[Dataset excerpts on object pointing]
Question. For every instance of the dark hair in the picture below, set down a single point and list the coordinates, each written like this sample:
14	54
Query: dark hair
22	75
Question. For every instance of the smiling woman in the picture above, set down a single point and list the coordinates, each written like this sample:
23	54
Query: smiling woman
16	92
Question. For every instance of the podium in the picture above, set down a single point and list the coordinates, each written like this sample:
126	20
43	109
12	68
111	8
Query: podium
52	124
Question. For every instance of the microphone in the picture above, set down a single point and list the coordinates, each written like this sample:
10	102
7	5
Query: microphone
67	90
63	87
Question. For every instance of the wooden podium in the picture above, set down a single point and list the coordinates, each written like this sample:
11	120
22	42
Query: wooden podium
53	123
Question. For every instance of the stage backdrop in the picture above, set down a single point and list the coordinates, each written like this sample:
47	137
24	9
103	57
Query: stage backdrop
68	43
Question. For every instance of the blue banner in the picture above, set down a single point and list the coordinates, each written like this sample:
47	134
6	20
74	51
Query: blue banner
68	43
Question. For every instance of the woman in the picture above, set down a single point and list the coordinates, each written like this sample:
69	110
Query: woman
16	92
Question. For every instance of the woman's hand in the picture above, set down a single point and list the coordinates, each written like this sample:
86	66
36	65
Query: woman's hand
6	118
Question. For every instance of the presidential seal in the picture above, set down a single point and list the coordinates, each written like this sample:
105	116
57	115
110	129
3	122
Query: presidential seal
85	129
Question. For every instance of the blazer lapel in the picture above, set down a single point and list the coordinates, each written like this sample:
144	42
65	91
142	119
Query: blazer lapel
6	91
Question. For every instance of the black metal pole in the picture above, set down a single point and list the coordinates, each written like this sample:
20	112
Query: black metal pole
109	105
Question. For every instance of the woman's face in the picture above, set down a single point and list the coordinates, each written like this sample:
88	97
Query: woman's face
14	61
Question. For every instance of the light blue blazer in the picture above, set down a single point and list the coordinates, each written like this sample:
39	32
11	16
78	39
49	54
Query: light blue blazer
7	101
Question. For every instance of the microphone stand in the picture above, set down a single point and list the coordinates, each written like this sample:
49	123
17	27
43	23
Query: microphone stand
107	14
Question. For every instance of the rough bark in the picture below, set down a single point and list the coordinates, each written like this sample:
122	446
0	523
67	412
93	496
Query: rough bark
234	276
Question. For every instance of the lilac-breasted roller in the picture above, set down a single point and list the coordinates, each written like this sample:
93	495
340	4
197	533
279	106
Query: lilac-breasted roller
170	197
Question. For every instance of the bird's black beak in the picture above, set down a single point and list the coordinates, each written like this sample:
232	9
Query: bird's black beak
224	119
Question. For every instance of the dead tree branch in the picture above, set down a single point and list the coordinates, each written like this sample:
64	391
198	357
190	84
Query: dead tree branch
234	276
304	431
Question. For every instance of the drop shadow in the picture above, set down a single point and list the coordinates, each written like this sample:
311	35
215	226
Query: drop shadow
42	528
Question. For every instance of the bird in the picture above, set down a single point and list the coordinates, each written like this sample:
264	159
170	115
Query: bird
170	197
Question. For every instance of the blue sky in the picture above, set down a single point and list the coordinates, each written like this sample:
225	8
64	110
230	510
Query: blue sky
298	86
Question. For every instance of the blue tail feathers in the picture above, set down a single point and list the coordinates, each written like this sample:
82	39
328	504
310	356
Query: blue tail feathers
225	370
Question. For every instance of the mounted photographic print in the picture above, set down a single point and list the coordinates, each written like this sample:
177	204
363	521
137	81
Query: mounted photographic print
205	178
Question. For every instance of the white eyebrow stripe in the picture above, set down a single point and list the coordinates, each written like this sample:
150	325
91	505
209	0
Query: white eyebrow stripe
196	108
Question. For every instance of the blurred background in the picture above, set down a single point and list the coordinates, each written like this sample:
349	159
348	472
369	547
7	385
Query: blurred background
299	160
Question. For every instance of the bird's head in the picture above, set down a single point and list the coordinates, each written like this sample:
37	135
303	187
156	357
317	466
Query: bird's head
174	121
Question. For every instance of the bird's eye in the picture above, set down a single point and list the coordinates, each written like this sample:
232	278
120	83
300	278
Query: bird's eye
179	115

## Aim
Please render the records as a Markdown table with the columns "Row" and "Line," starting with the line that contains "Question. For every instance of the white" and going on through the end of the records. Number each row and leave out blank lines.

## Exercise result
| Row | Line |
|---|---|
| 1 | Question. For every instance of the white eyebrow stripe in the picture above, set down a single point and list the coordinates, each written like this sample: |
| 2 | 150	325 |
| 3 | 91	505 |
| 4 | 209	0 |
| 5 | Query: white eyebrow stripe |
| 6 | 196	108 |
| 7 | Question. For every instance of the blurred background in the picture above, set down a single point and list the coordinates, each written like this sample: |
| 8 | 349	159 |
| 9 | 348	472 |
| 10 | 369	547 |
| 11 | 7	385 |
| 12 | Query: blurred background |
| 13 | 299	160 |
| 14 | Question. For every instance of the bird's head in the picture above, set down a single point and list the coordinates, each written like this sample: |
| 15 | 37	135 |
| 16 | 303	187 |
| 17 | 156	357 |
| 18 | 317	466 |
| 19 | Query: bird's head |
| 20 | 174	121 |
| 21 | Question. For every instance of the bird's eye in the picture above, set down a single point and list the coordinates, each written like this sample: |
| 22 | 232	278 |
| 23 | 120	83 |
| 24 | 300	278 |
| 25 | Query: bird's eye |
| 26 | 179	115 |